Substitute "tan wall" for "beige wall" everywhere in the lines below and reproduce them with nothing else changed. Omit the pictures from your answer.

START STORED RECORDS

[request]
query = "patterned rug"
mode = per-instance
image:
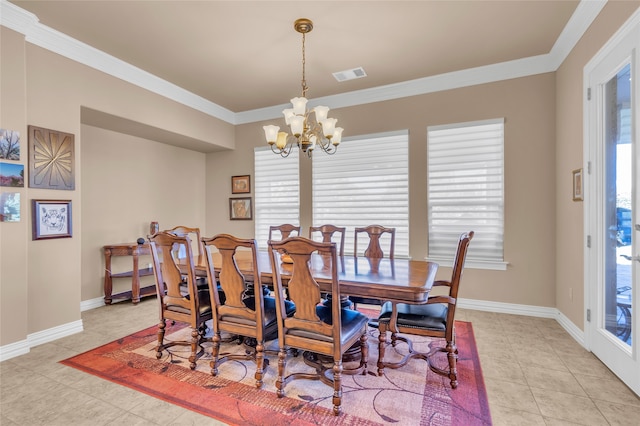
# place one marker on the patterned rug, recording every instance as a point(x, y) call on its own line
point(411, 395)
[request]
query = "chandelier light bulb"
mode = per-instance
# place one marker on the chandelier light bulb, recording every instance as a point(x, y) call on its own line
point(337, 136)
point(281, 142)
point(321, 113)
point(299, 105)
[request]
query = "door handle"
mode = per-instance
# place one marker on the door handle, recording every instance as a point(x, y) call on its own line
point(636, 258)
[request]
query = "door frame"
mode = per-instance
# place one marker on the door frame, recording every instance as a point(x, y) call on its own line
point(592, 209)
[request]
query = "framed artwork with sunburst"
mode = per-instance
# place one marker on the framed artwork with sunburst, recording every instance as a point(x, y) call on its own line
point(51, 159)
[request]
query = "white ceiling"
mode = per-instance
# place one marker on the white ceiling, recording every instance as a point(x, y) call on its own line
point(245, 55)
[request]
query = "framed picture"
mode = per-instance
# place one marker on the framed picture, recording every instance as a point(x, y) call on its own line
point(577, 185)
point(51, 159)
point(51, 219)
point(10, 207)
point(240, 208)
point(11, 174)
point(9, 144)
point(241, 184)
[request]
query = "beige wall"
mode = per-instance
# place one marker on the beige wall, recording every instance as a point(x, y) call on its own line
point(43, 282)
point(528, 107)
point(129, 182)
point(569, 149)
point(14, 236)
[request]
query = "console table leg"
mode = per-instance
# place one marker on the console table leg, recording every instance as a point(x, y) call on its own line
point(135, 285)
point(108, 284)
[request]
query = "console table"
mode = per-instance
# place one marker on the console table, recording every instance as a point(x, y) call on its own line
point(127, 249)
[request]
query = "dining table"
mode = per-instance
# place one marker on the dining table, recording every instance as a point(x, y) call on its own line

END STORED RECORDS

WRITTEN RESPONSE:
[request]
query = "patterned rug"
mode = per-instance
image:
# place one marker on the patterned rug, recording every instance as a point(x, y) call on its own line
point(411, 395)
[request]
query = "chandelier light bulb"
mode = per-instance
# place one marker on the chandelier light bulb, recording every instance as a point(x, y) call on its own line
point(337, 136)
point(281, 142)
point(321, 113)
point(299, 105)
[request]
query = "door handle"
mode = per-instance
# place one marker on the door handle, recording every instance as a point(x, y) call on its own line
point(636, 258)
[request]
query = "door frame"
mode = per-instance
# place one marker on the door frame, recording every instance as a point(x, y) call on its own line
point(592, 209)
[request]
query = "framed artwork with sunburst"
mode = per-instance
# place one marker on the framed artwork with sunburst, recording every instance as a point(x, y) call on its own line
point(51, 159)
[request]
query = "white ceiling"
mode = per-instance
# place one marker on the white ceiling, recording every instance as a point(x, y) call on its own line
point(245, 55)
[request]
query = "framed picture"
mode = per-instance
# place one marker on the framed picture, recording every instance as a point(x, y) call on its own line
point(577, 185)
point(51, 159)
point(51, 219)
point(10, 207)
point(240, 208)
point(11, 174)
point(9, 144)
point(241, 184)
[request]
query = "tan wall"
mode = per-instance
# place one marker on the tan wall, recording every instance as a point(x, y) call on its own line
point(43, 282)
point(528, 107)
point(129, 182)
point(569, 149)
point(14, 236)
[request]
query = "console table leg"
mode = per-instance
# place one marker on the console table leg, recording every instance as a point(x, y) call on its own line
point(135, 285)
point(108, 284)
[request]
query = "console table"
mode = per-instance
# place one marker on the console table, recording every instance as a point(x, y) call on its own line
point(127, 249)
[request]
query = "dining table"
mode = per-instance
# place one marker on the dining table, recording every instance as a point(x, y) call on its own line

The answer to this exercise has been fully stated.